▶ _Task statement_: Edit the items below by changing every "one marker per instance" to "a single marker for each instance" and leaving all else as it stands. Omit the pictures from your answer.

begin

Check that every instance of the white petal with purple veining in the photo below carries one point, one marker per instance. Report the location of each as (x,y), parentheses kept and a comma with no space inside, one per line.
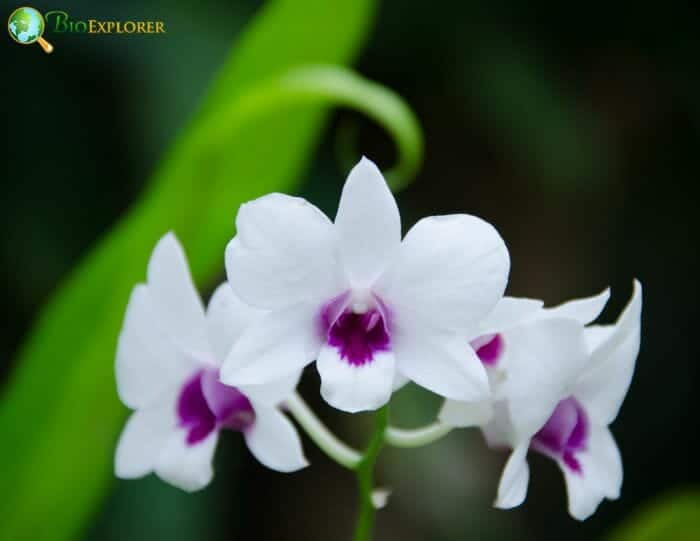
(354,388)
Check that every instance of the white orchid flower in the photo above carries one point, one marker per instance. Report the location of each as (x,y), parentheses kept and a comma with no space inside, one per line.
(531,355)
(576,433)
(371,309)
(167,370)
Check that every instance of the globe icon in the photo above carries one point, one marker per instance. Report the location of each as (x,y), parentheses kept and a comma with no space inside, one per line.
(26,25)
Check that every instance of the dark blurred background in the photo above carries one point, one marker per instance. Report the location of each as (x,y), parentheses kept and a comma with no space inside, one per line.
(574,130)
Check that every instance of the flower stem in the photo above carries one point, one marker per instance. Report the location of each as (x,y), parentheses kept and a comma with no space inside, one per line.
(343,454)
(365,474)
(418,437)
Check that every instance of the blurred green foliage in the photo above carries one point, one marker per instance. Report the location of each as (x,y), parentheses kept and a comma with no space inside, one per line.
(253,134)
(673,517)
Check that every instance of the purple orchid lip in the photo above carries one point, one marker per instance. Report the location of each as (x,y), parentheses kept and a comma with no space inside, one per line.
(357,335)
(565,434)
(489,348)
(205,404)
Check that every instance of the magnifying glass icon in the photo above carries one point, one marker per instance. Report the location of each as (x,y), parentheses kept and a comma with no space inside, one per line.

end

▶ _Reply to the task_:
Check that every instance of the white petal with purple veining in the photo below carries one point, a single marker for each instance. Report the location of each as (x,y), parentheses kept and a comma with no space inside, one per line.
(354,388)
Check that every instance of the white orchid flower in the photo above carries one point, a single marker for each instance. Report the location of each as (x,y), parentheses kept and a comma with no space inside, one per line.
(531,355)
(576,433)
(371,309)
(167,370)
Check that every instance of the globe icon in the photo above carries one point, a single marker for each instance. Report the location of each as (x,y), parentheses kept and a comma with no space inside, one per line.
(26,25)
Check that every instance of the dark blurred background in the photo above carries one point, a single marker for each instance. Report the location of each as (x,y), parentheses kept and a comma with no space inside, one per line.
(574,130)
Check that every instance of the flower stem in the photo above carries one point, a single marker for each instance. Report the location of each as (x,y), parentheses kept and a comma with no space inside, one per line.
(343,454)
(365,474)
(418,437)
Check that every instance of the blurred green foliage in the photo above carries one point, a single marker for each instance. Report the location of each as (x,y), parentheses kept and a comma with no space inside, one per line.
(253,134)
(673,517)
Check that every instance of the purple orchid lip in the photo above carries one point, a single marker for each instance. Report the location of each as (x,y), parentheses kept and a comma with no space inside, one per line.
(357,335)
(565,434)
(489,348)
(205,404)
Check that every instance of the magnifying glass icon in the photo above carries one point, a single marker for each instance. Report the location of each as (x,y), parentheses kept and a comma with no space inside, one per line.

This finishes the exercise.